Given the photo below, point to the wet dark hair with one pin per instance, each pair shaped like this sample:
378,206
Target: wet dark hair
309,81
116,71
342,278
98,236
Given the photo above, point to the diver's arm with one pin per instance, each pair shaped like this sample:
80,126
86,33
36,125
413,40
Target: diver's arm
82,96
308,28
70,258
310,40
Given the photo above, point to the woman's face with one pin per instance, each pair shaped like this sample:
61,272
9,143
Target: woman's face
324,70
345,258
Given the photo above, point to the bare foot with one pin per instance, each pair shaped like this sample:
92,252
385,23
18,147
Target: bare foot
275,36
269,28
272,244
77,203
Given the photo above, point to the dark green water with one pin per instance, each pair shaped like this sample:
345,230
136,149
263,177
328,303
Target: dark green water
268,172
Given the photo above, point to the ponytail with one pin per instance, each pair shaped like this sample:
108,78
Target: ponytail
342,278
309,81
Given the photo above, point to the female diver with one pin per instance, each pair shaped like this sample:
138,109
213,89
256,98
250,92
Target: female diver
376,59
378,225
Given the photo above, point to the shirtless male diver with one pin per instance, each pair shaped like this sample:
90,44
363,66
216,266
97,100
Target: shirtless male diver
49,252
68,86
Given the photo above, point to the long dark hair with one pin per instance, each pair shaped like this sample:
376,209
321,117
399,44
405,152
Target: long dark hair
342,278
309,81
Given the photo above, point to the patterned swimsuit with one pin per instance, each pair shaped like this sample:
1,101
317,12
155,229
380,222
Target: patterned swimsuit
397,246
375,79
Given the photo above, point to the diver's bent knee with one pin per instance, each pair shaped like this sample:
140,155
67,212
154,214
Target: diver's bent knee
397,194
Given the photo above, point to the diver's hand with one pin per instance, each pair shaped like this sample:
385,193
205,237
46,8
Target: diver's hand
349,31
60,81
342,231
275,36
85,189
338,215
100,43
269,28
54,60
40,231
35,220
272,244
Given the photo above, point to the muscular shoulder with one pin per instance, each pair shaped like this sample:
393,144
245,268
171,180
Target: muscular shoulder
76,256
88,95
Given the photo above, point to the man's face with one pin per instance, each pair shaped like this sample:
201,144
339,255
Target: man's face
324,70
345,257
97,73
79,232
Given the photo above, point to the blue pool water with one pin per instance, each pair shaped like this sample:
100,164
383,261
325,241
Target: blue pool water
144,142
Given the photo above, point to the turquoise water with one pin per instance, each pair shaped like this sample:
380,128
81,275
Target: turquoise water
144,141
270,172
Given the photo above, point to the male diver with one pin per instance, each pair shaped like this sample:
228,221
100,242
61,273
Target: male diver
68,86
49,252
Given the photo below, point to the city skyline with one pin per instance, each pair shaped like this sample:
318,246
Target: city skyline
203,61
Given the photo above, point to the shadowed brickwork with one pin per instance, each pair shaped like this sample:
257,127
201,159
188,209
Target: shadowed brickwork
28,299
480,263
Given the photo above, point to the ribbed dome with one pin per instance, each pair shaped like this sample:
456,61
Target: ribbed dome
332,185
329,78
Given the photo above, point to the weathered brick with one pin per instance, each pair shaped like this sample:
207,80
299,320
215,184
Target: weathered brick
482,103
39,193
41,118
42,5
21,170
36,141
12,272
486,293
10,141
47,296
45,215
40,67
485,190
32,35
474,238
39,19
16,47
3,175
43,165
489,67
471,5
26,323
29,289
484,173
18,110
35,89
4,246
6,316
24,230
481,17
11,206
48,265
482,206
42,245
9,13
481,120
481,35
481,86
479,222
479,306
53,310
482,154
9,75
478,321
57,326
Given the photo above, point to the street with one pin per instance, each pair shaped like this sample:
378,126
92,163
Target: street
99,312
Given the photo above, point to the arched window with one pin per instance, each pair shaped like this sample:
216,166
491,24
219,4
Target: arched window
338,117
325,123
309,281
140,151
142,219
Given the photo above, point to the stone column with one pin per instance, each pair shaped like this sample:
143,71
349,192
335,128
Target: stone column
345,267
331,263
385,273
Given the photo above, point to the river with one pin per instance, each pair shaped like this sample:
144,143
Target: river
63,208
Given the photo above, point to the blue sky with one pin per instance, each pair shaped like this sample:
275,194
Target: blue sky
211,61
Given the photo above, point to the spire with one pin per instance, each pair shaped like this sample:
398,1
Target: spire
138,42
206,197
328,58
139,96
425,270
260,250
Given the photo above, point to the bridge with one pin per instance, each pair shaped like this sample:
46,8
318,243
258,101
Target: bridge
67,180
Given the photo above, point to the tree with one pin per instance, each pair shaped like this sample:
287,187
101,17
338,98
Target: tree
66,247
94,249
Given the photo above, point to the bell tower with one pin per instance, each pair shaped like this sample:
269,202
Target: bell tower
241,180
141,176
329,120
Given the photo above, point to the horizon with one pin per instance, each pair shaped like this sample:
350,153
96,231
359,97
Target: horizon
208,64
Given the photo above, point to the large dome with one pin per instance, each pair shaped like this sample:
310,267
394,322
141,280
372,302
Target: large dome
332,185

EXERCISE OBJECTIVE:
Copy all data exactly, start to finish.

TASK RESPONSE:
Given the photo below, point to the wet dark hair with one pin per instance, each pair shaped like this sample:
378,206
Target: wet dark hair
309,81
116,71
342,278
98,236
Given the photo above, point to the diver's arm with one pin per instance, each pair shaped like this sample:
80,126
86,33
36,125
413,40
Target: diver's arm
82,96
308,28
70,258
310,40
Given the photo above, point to the woman's face with one pin per instance, each pair shaped like this sample:
61,272
9,143
Target: woman's face
324,70
345,258
Given the photo above, point to the bare foot with one pin per instance, each pair shaped like this sample:
92,252
385,23
18,147
Target: bare foot
275,36
269,28
272,244
77,203
Given the photo above, point to the dark green water with one pin per instance, each pair shaped like this sample:
345,230
136,149
263,177
328,303
Target: dark green water
268,172
Given the photo above, point to the ponytail with one pin per instance, each pair shaped like this sample:
108,78
Target: ponytail
342,278
309,81
Given the photo above, point to the female diver with one pin per instance, each pair shaped like this sample:
138,109
213,89
256,98
250,92
Target: female diver
376,59
378,225
Given the photo above, point to the shirtless male diver with one pin per instance, each pair shaped like this sample:
90,44
363,66
216,266
97,100
Target: shirtless male diver
49,252
68,86
Given the photo above, point to the long dark hair with one pin per instance, each pair shaped like this sample:
376,209
321,117
399,44
405,152
Target: long dark hair
342,278
309,81
Given the photo above, point to the patterned swimsuit with one pin per instance, each pair shaped like this sample:
1,101
317,12
155,229
380,222
Target: patterned swimsuit
397,246
375,79
Given the photo above, point to the diver's bent knee with one pin per instance, each pair shaped like this sample:
140,155
67,212
154,214
Target: diver's bent knee
397,194
Given the photo above, point to the diver's hand with one pin per instance, each pair shaped like this sample:
385,193
205,237
46,8
Target: diver's hand
349,31
60,81
342,231
275,36
85,189
338,215
100,43
269,28
54,60
40,231
35,220
272,244
Given the photo above, point to the muscular shoulder with one pin per instance, each pair shaped like this sample:
393,144
245,268
171,180
Target: muscular shoulder
76,256
88,95
Given the photo above, point to the man's face with one pin per instance, each pair shaped like this sample:
201,144
339,255
Target: man's face
324,70
345,257
97,73
79,232
Given the photo above, point to the blue pool water with one pin per instance, each pair shaped like this sample:
100,164
383,261
325,241
Target: blue pool water
144,142
Given the photo above, point to the turquoise water with one pin per instance, each pair shaped like this sample:
380,128
81,275
Target: turquoise water
144,141
270,172
Given the photo above, point to the male diver with one pin per instance, each pair shaped like this sample:
228,221
100,242
61,273
Target: male diver
68,86
49,252
Given the photo below, point to the city skyline with one pin per instance, each pair shaped like this sample:
318,246
Target: city skyline
203,61
Given the photo above, point to the shadowed brickwork with one pin per instance, each pair shaped like this sample:
257,127
201,159
188,209
Target: shadowed brickwork
28,299
480,263
Given the photo above, point to the ribbed dome with one pin per instance, each pair shaped like this sample:
456,61
Target: ribbed dome
332,185
329,78
Given the photo above, point to the weathered brick with one pin per instance, each pair shaped like this sample:
207,80
299,320
215,184
Target: weathered brick
482,103
39,193
41,118
42,5
21,170
36,141
12,272
486,293
10,141
47,296
45,215
40,67
485,190
32,35
474,238
39,19
16,47
3,175
43,165
489,67
471,5
26,323
29,289
484,173
18,110
35,89
4,246
6,316
24,230
481,17
11,206
48,265
482,206
42,245
9,13
481,120
481,35
481,86
479,222
479,306
53,310
482,154
9,75
478,321
57,326
Given the photo above, point to the street with one pin per instance, each pair shaped like this sample:
378,126
92,163
Target: street
99,312
Given the photo above, point to the arched window with one pin per instance, each pair shaped like this sample:
216,166
491,24
219,4
Target: arched window
338,117
325,123
309,281
140,151
142,219
Given the photo above, point to the stone column with one pin per instance, each pair shaped like this sample:
143,71
349,192
335,128
Target: stone column
345,267
331,263
385,273
Given the photo above, point to the river with one pin per instance, each pair shaped like this sample:
144,143
Target: river
63,208
Given the photo above, point to the blue sky with one pin per instance, each pair shaped like this sample:
275,194
Target: blue sky
211,61
Given the photo above, point to the spire with one pin per instance, each pair shaped like this sample:
398,1
Target: spire
138,42
206,197
328,58
139,96
425,270
260,250
Given the photo above, point to the bridge with one pin per instance, each pair shaped like this sample:
46,8
318,243
258,101
Target: bridge
67,180
Given the photo above, point to the tree with one pin per instance, each pair shaped like this sample:
287,187
101,17
338,98
Target: tree
66,247
94,249
Given the photo above, point to the bell tower with one pin per instance, each pair shaped like this sample:
269,202
Target: bell tower
241,180
141,176
329,120
Given the photo above, point to the horizon with one pin per instance, each pair shaped like this sample:
350,153
96,231
359,97
Target: horizon
208,64
Given the photo above, point to the large dome with one pin per instance, each pair shaped like this sample:
310,267
394,322
141,280
372,302
Target: large dome
332,185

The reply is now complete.